== Segment start ==

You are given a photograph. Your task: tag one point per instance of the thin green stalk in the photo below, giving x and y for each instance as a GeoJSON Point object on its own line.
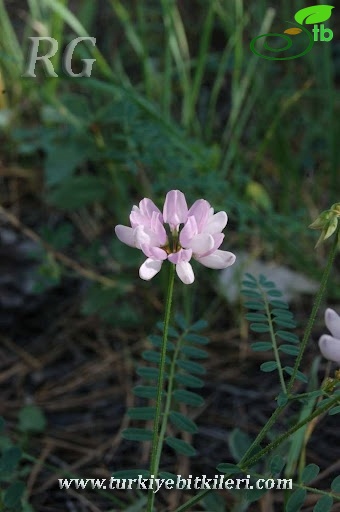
{"type": "Point", "coordinates": [274, 344]}
{"type": "Point", "coordinates": [315, 309]}
{"type": "Point", "coordinates": [156, 438]}
{"type": "Point", "coordinates": [245, 463]}
{"type": "Point", "coordinates": [168, 400]}
{"type": "Point", "coordinates": [279, 440]}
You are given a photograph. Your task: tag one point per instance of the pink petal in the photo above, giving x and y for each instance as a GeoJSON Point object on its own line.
{"type": "Point", "coordinates": [218, 259]}
{"type": "Point", "coordinates": [188, 231]}
{"type": "Point", "coordinates": [216, 223]}
{"type": "Point", "coordinates": [125, 235]}
{"type": "Point", "coordinates": [144, 235]}
{"type": "Point", "coordinates": [175, 209]}
{"type": "Point", "coordinates": [148, 207]}
{"type": "Point", "coordinates": [149, 269]}
{"type": "Point", "coordinates": [200, 210]}
{"type": "Point", "coordinates": [185, 272]}
{"type": "Point", "coordinates": [155, 253]}
{"type": "Point", "coordinates": [330, 348]}
{"type": "Point", "coordinates": [158, 228]}
{"type": "Point", "coordinates": [142, 215]}
{"type": "Point", "coordinates": [332, 321]}
{"type": "Point", "coordinates": [181, 255]}
{"type": "Point", "coordinates": [218, 239]}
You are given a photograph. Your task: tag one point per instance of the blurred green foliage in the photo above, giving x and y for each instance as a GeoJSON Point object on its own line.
{"type": "Point", "coordinates": [176, 100]}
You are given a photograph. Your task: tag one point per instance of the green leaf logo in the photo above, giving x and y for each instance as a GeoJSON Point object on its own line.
{"type": "Point", "coordinates": [314, 14]}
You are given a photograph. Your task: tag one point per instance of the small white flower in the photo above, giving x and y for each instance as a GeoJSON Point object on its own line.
{"type": "Point", "coordinates": [330, 345]}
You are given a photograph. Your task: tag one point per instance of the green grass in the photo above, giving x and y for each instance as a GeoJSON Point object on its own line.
{"type": "Point", "coordinates": [180, 101]}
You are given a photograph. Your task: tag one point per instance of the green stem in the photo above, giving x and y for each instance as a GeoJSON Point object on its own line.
{"type": "Point", "coordinates": [320, 410]}
{"type": "Point", "coordinates": [274, 344]}
{"type": "Point", "coordinates": [315, 309]}
{"type": "Point", "coordinates": [260, 436]}
{"type": "Point", "coordinates": [250, 462]}
{"type": "Point", "coordinates": [156, 438]}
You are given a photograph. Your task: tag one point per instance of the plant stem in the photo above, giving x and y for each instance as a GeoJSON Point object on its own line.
{"type": "Point", "coordinates": [244, 466]}
{"type": "Point", "coordinates": [157, 439]}
{"type": "Point", "coordinates": [315, 309]}
{"type": "Point", "coordinates": [274, 344]}
{"type": "Point", "coordinates": [320, 410]}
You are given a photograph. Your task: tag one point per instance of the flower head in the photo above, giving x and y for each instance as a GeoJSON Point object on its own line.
{"type": "Point", "coordinates": [330, 345]}
{"type": "Point", "coordinates": [200, 237]}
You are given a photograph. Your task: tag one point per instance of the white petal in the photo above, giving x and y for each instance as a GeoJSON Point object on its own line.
{"type": "Point", "coordinates": [126, 235]}
{"type": "Point", "coordinates": [218, 259]}
{"type": "Point", "coordinates": [201, 244]}
{"type": "Point", "coordinates": [185, 272]}
{"type": "Point", "coordinates": [216, 223]}
{"type": "Point", "coordinates": [144, 235]}
{"type": "Point", "coordinates": [330, 348]}
{"type": "Point", "coordinates": [188, 231]}
{"type": "Point", "coordinates": [155, 253]}
{"type": "Point", "coordinates": [149, 269]}
{"type": "Point", "coordinates": [332, 321]}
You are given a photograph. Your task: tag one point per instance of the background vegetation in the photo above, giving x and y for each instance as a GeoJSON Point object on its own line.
{"type": "Point", "coordinates": [176, 100]}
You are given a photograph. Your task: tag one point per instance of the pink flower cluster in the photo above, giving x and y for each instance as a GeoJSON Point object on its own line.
{"type": "Point", "coordinates": [330, 345]}
{"type": "Point", "coordinates": [195, 232]}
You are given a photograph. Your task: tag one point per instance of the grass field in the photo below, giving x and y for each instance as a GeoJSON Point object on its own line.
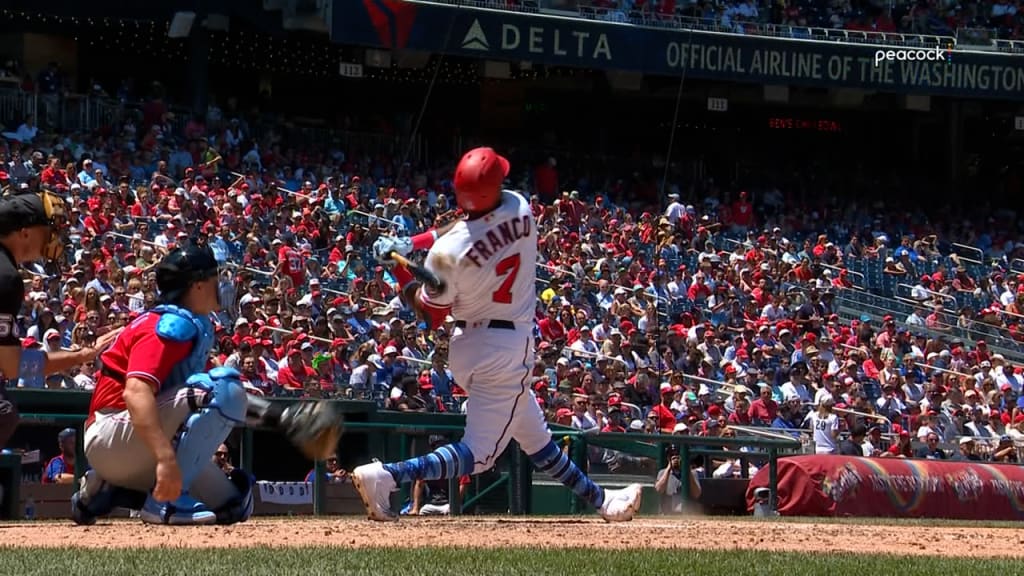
{"type": "Point", "coordinates": [463, 562]}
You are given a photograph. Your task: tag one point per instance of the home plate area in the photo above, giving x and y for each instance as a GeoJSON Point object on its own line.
{"type": "Point", "coordinates": [497, 532]}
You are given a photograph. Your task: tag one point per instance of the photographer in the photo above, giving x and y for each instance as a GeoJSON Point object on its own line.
{"type": "Point", "coordinates": [670, 482]}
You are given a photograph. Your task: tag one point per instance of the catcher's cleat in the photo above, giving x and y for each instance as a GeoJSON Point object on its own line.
{"type": "Point", "coordinates": [314, 427]}
{"type": "Point", "coordinates": [622, 505]}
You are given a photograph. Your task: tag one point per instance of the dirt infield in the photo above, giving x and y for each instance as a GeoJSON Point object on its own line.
{"type": "Point", "coordinates": [665, 532]}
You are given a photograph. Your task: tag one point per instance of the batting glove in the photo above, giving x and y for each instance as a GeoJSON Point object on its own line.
{"type": "Point", "coordinates": [387, 244]}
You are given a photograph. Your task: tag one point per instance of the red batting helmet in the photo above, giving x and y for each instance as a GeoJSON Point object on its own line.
{"type": "Point", "coordinates": [478, 179]}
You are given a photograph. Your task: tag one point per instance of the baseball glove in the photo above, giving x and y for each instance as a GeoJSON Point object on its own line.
{"type": "Point", "coordinates": [314, 427]}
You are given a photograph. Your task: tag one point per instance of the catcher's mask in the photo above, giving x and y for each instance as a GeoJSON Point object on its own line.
{"type": "Point", "coordinates": [56, 219]}
{"type": "Point", "coordinates": [27, 210]}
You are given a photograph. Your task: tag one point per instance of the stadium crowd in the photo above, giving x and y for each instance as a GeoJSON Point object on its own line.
{"type": "Point", "coordinates": [737, 310]}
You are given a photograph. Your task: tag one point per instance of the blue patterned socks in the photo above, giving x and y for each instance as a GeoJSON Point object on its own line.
{"type": "Point", "coordinates": [556, 464]}
{"type": "Point", "coordinates": [451, 460]}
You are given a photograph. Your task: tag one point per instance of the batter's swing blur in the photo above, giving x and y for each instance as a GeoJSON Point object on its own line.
{"type": "Point", "coordinates": [485, 270]}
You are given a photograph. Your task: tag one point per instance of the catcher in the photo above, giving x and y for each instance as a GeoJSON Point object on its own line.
{"type": "Point", "coordinates": [157, 416]}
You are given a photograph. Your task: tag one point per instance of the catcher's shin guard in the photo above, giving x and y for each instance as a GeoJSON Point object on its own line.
{"type": "Point", "coordinates": [314, 427]}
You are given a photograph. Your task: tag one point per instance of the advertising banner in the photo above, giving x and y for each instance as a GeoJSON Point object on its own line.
{"type": "Point", "coordinates": [847, 486]}
{"type": "Point", "coordinates": [555, 40]}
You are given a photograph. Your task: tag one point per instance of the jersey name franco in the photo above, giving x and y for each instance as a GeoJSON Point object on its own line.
{"type": "Point", "coordinates": [499, 237]}
{"type": "Point", "coordinates": [488, 264]}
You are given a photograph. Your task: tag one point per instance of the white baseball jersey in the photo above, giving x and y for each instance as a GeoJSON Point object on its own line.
{"type": "Point", "coordinates": [488, 264]}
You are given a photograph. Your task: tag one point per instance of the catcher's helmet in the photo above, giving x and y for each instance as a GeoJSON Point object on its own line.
{"type": "Point", "coordinates": [183, 266]}
{"type": "Point", "coordinates": [478, 179]}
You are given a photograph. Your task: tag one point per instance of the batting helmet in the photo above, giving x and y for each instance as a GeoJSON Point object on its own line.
{"type": "Point", "coordinates": [183, 266]}
{"type": "Point", "coordinates": [478, 179]}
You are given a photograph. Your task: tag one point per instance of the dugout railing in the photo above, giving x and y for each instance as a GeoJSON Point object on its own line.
{"type": "Point", "coordinates": [371, 433]}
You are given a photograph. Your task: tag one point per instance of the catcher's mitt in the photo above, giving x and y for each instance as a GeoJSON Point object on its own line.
{"type": "Point", "coordinates": [314, 427]}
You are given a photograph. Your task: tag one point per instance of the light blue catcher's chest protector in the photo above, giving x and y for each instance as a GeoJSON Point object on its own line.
{"type": "Point", "coordinates": [180, 325]}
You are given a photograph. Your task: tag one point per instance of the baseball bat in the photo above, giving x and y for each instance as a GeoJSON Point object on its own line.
{"type": "Point", "coordinates": [421, 274]}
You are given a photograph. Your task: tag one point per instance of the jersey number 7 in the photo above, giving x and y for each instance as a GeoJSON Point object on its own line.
{"type": "Point", "coordinates": [509, 268]}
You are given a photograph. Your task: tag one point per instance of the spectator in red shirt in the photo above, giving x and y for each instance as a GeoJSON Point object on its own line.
{"type": "Point", "coordinates": [552, 328]}
{"type": "Point", "coordinates": [666, 419]}
{"type": "Point", "coordinates": [764, 409]}
{"type": "Point", "coordinates": [294, 375]}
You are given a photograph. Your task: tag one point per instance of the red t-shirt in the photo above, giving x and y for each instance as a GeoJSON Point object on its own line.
{"type": "Point", "coordinates": [291, 265]}
{"type": "Point", "coordinates": [292, 381]}
{"type": "Point", "coordinates": [666, 419]}
{"type": "Point", "coordinates": [137, 353]}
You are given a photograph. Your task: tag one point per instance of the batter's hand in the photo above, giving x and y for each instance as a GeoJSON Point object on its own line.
{"type": "Point", "coordinates": [168, 481]}
{"type": "Point", "coordinates": [387, 244]}
{"type": "Point", "coordinates": [105, 340]}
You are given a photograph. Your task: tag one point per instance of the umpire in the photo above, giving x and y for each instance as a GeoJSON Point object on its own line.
{"type": "Point", "coordinates": [31, 229]}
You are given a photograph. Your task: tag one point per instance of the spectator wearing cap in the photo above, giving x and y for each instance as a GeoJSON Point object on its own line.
{"type": "Point", "coordinates": [60, 468]}
{"type": "Point", "coordinates": [583, 418]}
{"type": "Point", "coordinates": [763, 410]}
{"type": "Point", "coordinates": [853, 445]}
{"type": "Point", "coordinates": [367, 365]}
{"type": "Point", "coordinates": [440, 377]}
{"type": "Point", "coordinates": [585, 343]}
{"type": "Point", "coordinates": [825, 427]}
{"type": "Point", "coordinates": [872, 447]}
{"type": "Point", "coordinates": [931, 450]}
{"type": "Point", "coordinates": [666, 419]}
{"type": "Point", "coordinates": [797, 385]}
{"type": "Point", "coordinates": [902, 447]}
{"type": "Point", "coordinates": [669, 484]}
{"type": "Point", "coordinates": [979, 425]}
{"type": "Point", "coordinates": [251, 376]}
{"type": "Point", "coordinates": [391, 367]}
{"type": "Point", "coordinates": [101, 282]}
{"type": "Point", "coordinates": [294, 375]}
{"type": "Point", "coordinates": [966, 450]}
{"type": "Point", "coordinates": [1005, 452]}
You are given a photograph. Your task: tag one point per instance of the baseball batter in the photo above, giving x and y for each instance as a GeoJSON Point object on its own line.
{"type": "Point", "coordinates": [486, 263]}
{"type": "Point", "coordinates": [157, 416]}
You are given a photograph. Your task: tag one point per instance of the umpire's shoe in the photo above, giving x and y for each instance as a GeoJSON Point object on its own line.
{"type": "Point", "coordinates": [183, 511]}
{"type": "Point", "coordinates": [95, 497]}
{"type": "Point", "coordinates": [375, 486]}
{"type": "Point", "coordinates": [622, 505]}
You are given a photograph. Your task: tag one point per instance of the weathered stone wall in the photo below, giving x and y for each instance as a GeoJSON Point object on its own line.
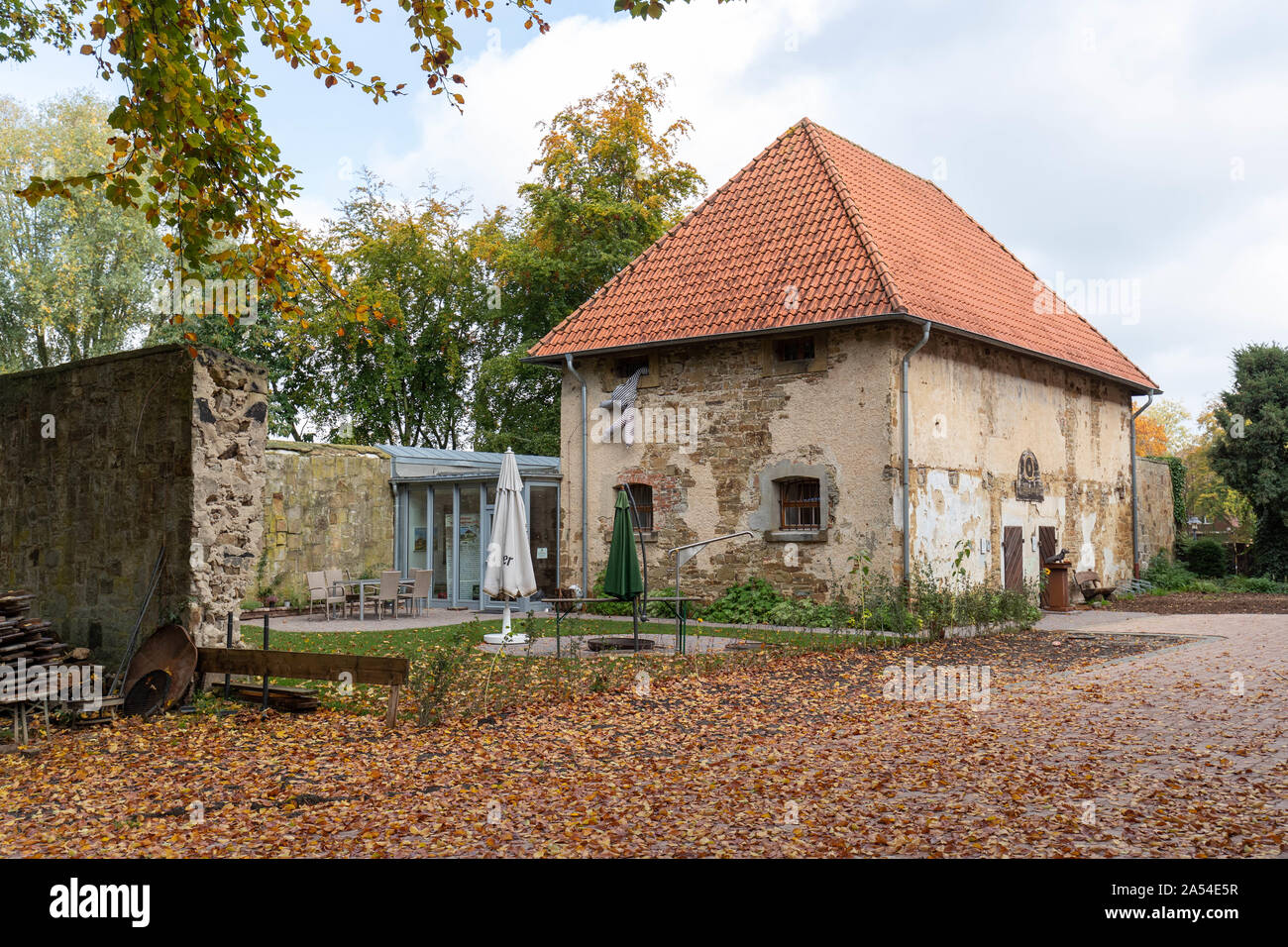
{"type": "Point", "coordinates": [1154, 504]}
{"type": "Point", "coordinates": [106, 460]}
{"type": "Point", "coordinates": [742, 418]}
{"type": "Point", "coordinates": [230, 414]}
{"type": "Point", "coordinates": [975, 410]}
{"type": "Point", "coordinates": [325, 506]}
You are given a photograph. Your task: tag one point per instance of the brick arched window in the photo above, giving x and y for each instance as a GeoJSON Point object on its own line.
{"type": "Point", "coordinates": [643, 496]}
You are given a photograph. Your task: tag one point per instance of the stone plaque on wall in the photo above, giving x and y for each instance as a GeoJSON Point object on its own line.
{"type": "Point", "coordinates": [1028, 480]}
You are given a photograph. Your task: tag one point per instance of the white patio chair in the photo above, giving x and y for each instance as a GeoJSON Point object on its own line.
{"type": "Point", "coordinates": [338, 583]}
{"type": "Point", "coordinates": [318, 591]}
{"type": "Point", "coordinates": [390, 579]}
{"type": "Point", "coordinates": [420, 589]}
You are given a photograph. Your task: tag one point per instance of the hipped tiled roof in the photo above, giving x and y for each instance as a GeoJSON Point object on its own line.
{"type": "Point", "coordinates": [818, 230]}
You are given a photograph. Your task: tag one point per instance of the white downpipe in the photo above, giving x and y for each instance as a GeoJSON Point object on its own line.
{"type": "Point", "coordinates": [903, 424]}
{"type": "Point", "coordinates": [585, 442]}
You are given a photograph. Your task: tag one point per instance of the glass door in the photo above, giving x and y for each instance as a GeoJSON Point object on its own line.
{"type": "Point", "coordinates": [544, 536]}
{"type": "Point", "coordinates": [488, 518]}
{"type": "Point", "coordinates": [441, 538]}
{"type": "Point", "coordinates": [469, 544]}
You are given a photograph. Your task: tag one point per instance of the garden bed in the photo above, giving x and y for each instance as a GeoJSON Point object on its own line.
{"type": "Point", "coordinates": [1202, 603]}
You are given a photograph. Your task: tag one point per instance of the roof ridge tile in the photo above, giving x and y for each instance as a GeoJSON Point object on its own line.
{"type": "Point", "coordinates": [851, 210]}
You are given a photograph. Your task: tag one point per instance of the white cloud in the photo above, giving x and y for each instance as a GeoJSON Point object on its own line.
{"type": "Point", "coordinates": [734, 80]}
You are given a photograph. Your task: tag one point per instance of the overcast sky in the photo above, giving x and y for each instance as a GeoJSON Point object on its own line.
{"type": "Point", "coordinates": [1144, 144]}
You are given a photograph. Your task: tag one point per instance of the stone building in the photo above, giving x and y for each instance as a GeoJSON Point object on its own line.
{"type": "Point", "coordinates": [825, 350]}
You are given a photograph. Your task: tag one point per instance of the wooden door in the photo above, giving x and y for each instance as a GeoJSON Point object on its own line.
{"type": "Point", "coordinates": [1013, 557]}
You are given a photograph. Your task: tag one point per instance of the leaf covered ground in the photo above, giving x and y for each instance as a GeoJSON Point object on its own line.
{"type": "Point", "coordinates": [1150, 753]}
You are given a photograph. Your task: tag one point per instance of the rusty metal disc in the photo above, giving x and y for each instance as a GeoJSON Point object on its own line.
{"type": "Point", "coordinates": [168, 650]}
{"type": "Point", "coordinates": [147, 696]}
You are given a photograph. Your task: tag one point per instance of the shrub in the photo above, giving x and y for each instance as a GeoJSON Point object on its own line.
{"type": "Point", "coordinates": [1207, 558]}
{"type": "Point", "coordinates": [1166, 575]}
{"type": "Point", "coordinates": [750, 603]}
{"type": "Point", "coordinates": [605, 607]}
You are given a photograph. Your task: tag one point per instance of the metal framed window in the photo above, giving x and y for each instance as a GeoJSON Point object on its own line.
{"type": "Point", "coordinates": [797, 350]}
{"type": "Point", "coordinates": [643, 496]}
{"type": "Point", "coordinates": [799, 504]}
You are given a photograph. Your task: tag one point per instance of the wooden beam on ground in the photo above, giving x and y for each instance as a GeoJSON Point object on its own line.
{"type": "Point", "coordinates": [304, 665]}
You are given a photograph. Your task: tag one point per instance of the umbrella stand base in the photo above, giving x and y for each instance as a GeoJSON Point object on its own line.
{"type": "Point", "coordinates": [501, 638]}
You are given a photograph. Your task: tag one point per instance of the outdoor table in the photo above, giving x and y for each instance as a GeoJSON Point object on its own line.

== Segment end ==

*What needs to be done*:
The answer should consist of the lines from the one with "of the leaf" through the last line of the entries, duplicated exactly and nothing more.

*Reply to the exercise*:
You are given a photograph. Your task: tag one point per instance of the leaf covered ground in the photo above, giving x and y for each instance as a GeoJSON Point object on its own line.
{"type": "Point", "coordinates": [1150, 753]}
You are given a photograph. Your task: tag one point per instance of the rusty metal disc in the photo above, giving x and y for each instance as a GeoJSON Point object on its own line.
{"type": "Point", "coordinates": [168, 650]}
{"type": "Point", "coordinates": [147, 696]}
You are given a photograph. Your task: tag one point per instance of the shrub in the photo above, giving x and y for each instance as a GeoJSON Point object on its own line.
{"type": "Point", "coordinates": [1207, 558]}
{"type": "Point", "coordinates": [1166, 575]}
{"type": "Point", "coordinates": [750, 603]}
{"type": "Point", "coordinates": [605, 607]}
You are given a photograph. Your task: tag one point per instance of the metal framed window in the photo above, giving x and y for each instance as a GeoJSON Point object on its own line.
{"type": "Point", "coordinates": [797, 350]}
{"type": "Point", "coordinates": [643, 496]}
{"type": "Point", "coordinates": [799, 504]}
You are given a photograph. Your task: tag one point per instance of the wooden beam on ground in the photo above, giving x and y for each instance as a GeoJSON Point object on its own line.
{"type": "Point", "coordinates": [304, 665]}
You are given a photograph. Your task: tag one point per instance of the umbrella stand base in the photo above, giving x and y for each instance as a GeoJSON Point object on its own line.
{"type": "Point", "coordinates": [501, 638]}
You are given a photograph. Your task: tag one point per instance of the outdoor table in the photo above, giving x and y for each instance as a GeoJSON Point object on its own line.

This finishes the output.